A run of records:
• • • •

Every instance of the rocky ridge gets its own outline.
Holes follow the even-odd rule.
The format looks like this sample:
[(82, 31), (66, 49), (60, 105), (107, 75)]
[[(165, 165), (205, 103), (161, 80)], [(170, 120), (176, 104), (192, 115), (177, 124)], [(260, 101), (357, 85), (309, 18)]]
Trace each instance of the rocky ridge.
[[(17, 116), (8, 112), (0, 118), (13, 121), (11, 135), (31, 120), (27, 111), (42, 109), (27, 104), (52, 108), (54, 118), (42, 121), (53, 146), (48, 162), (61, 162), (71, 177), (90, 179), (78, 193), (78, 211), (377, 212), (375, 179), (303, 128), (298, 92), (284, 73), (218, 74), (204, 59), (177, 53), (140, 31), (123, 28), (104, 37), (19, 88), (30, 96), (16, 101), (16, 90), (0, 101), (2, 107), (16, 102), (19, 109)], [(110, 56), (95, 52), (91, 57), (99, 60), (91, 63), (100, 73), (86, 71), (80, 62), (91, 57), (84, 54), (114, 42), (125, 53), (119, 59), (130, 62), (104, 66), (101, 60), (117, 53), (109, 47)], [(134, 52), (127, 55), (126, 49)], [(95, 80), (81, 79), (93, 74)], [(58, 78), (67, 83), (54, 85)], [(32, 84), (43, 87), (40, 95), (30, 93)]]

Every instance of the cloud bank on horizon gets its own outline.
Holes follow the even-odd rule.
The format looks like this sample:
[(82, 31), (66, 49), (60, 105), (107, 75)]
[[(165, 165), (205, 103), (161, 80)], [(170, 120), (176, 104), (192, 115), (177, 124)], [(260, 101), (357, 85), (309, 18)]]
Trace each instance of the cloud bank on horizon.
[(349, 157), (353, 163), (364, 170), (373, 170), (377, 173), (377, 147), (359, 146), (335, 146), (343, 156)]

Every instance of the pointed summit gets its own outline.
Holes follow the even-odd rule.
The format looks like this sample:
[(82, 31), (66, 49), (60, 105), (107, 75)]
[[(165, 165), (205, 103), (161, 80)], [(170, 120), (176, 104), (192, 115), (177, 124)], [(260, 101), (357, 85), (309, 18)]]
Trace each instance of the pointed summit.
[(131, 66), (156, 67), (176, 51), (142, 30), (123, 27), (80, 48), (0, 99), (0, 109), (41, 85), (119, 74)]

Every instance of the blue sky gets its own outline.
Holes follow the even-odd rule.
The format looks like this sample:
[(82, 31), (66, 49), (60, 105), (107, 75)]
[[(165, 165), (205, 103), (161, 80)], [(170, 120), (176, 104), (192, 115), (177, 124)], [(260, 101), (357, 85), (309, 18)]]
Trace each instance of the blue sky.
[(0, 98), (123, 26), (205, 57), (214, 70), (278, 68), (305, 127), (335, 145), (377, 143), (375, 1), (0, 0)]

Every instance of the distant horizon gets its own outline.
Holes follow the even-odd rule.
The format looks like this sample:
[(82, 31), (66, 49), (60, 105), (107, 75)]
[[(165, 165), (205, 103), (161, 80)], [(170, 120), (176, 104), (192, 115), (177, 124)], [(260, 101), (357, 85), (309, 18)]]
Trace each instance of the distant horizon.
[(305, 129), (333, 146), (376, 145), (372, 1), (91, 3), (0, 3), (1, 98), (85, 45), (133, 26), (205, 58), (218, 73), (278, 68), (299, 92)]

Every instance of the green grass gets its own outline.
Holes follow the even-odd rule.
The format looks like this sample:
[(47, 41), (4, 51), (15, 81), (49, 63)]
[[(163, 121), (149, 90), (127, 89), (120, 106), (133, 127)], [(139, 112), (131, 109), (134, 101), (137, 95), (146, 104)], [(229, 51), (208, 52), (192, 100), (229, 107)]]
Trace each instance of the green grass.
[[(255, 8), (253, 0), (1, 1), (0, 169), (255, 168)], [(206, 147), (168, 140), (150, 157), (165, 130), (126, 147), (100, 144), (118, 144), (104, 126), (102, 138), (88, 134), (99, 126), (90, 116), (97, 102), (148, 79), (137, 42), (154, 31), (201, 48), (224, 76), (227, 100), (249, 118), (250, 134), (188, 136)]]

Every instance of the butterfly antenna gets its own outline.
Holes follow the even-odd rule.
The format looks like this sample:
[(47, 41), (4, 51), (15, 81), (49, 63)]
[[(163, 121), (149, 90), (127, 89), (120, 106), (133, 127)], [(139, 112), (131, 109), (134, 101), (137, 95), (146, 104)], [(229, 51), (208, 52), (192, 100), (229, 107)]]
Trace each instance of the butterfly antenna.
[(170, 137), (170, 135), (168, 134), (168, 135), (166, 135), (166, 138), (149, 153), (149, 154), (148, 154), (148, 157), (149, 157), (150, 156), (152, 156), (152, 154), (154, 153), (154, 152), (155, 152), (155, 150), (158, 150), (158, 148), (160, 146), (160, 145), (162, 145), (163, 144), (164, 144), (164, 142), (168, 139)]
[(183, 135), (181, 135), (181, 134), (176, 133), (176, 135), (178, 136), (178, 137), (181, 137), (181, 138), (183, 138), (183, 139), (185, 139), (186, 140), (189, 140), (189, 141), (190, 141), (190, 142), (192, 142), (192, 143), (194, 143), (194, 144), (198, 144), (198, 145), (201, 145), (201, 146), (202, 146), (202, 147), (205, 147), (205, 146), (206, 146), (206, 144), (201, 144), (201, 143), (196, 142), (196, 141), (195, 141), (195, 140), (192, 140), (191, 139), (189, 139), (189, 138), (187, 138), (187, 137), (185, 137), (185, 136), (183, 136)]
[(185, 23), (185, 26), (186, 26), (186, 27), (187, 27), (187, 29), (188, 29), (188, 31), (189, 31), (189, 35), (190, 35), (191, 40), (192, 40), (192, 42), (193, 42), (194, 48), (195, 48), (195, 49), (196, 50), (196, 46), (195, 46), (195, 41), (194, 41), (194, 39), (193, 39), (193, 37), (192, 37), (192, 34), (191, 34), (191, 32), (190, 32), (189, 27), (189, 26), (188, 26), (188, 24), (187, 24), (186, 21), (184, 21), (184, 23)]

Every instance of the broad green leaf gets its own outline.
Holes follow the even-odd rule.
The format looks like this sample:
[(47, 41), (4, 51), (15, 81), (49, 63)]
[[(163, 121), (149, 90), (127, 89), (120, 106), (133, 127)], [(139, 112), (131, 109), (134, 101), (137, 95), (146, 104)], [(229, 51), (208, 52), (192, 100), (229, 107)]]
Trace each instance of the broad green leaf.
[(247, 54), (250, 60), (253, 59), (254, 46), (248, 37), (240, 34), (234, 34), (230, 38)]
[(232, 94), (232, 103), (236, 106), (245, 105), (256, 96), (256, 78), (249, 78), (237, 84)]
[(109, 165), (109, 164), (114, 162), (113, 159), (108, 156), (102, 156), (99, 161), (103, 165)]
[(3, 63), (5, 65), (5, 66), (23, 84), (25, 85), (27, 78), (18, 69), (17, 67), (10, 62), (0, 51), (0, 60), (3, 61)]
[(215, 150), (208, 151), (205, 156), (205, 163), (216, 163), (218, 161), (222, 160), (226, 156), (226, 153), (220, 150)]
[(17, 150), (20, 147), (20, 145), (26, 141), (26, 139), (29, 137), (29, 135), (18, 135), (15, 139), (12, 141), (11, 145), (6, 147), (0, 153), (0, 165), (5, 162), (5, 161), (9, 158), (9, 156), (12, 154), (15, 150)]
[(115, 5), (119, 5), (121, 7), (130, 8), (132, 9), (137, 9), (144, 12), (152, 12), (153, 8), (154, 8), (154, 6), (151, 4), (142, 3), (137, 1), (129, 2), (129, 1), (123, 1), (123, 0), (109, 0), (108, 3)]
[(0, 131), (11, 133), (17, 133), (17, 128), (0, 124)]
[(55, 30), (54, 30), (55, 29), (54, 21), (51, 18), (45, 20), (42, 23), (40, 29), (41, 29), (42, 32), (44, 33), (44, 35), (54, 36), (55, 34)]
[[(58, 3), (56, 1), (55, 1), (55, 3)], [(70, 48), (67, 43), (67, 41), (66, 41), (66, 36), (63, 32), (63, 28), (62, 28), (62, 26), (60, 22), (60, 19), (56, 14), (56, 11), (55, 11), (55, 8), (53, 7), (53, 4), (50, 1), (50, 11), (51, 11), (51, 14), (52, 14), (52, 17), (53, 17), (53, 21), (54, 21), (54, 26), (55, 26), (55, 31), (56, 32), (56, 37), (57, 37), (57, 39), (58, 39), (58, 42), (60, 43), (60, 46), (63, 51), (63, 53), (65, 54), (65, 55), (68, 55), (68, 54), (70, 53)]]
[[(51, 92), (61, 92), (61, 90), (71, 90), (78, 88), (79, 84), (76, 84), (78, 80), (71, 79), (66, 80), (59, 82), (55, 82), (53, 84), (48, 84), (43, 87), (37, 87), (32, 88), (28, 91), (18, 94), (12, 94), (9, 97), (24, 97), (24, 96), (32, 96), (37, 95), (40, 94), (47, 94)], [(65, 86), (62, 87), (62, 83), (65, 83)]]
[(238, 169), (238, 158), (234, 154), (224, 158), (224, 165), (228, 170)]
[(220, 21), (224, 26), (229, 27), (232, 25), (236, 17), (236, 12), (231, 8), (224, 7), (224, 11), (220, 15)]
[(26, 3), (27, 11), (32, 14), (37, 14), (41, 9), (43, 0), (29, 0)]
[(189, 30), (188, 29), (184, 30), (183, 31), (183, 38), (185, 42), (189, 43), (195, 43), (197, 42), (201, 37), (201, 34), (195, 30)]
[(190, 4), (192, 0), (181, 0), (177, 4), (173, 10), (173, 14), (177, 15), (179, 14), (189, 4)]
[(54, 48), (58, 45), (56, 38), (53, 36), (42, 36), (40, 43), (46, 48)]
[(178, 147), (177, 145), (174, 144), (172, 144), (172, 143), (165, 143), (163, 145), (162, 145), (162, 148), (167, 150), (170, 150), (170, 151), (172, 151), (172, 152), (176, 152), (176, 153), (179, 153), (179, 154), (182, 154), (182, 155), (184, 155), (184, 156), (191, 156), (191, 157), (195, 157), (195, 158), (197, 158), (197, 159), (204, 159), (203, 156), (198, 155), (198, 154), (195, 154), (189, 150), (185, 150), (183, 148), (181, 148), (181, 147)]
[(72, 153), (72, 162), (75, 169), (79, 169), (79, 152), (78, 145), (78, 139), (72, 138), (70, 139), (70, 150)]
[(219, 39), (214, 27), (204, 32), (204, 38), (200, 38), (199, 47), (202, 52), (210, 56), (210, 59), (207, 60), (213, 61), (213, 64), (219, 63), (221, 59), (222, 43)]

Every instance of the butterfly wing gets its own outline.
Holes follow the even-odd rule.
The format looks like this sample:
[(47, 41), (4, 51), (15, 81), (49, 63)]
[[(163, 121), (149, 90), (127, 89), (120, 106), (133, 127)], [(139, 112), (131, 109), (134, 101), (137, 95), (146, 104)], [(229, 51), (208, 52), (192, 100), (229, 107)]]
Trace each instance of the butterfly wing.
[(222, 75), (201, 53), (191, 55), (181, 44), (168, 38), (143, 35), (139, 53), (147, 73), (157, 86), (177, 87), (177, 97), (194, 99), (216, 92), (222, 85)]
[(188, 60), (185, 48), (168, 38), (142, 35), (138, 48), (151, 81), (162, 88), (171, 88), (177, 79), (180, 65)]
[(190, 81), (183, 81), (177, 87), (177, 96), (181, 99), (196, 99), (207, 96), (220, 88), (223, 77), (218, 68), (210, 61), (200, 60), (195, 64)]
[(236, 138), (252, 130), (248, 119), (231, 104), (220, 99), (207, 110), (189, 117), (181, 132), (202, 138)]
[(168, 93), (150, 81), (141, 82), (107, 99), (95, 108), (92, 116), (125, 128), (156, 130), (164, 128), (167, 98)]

• • • •

Problem to work on: Reproduce the data from the line containing "Every instance of the butterfly wing" through the end of the data, substituting "polygon" for "outline" and leaving everything else unchanged.

Expected answer:
Every instance of the butterfly wing gets its own polygon.
Holes follow the even-odd rule.
The format looks like this sample:
[(47, 41), (4, 51), (15, 81), (49, 63)]
[[(163, 121), (149, 90), (127, 89), (120, 106), (133, 127)], [(139, 112), (131, 109), (134, 101), (137, 95), (146, 104)], [(229, 51), (208, 52), (192, 100), (229, 107)]]
Trace each instance of the butterfly wing.
[(222, 75), (201, 53), (191, 55), (181, 44), (168, 38), (143, 35), (139, 53), (147, 73), (157, 86), (177, 87), (177, 97), (194, 99), (216, 92), (222, 85)]
[(188, 60), (185, 48), (168, 38), (142, 35), (138, 48), (151, 81), (162, 88), (171, 88), (177, 79), (180, 65)]
[(190, 81), (183, 81), (177, 87), (177, 96), (181, 99), (196, 99), (207, 96), (220, 88), (223, 77), (218, 68), (210, 61), (200, 60), (195, 64)]
[(236, 138), (252, 130), (248, 119), (231, 104), (220, 99), (207, 110), (189, 117), (181, 132), (202, 138)]
[(168, 93), (150, 81), (141, 82), (107, 99), (95, 108), (92, 116), (125, 128), (156, 130), (164, 128), (167, 98)]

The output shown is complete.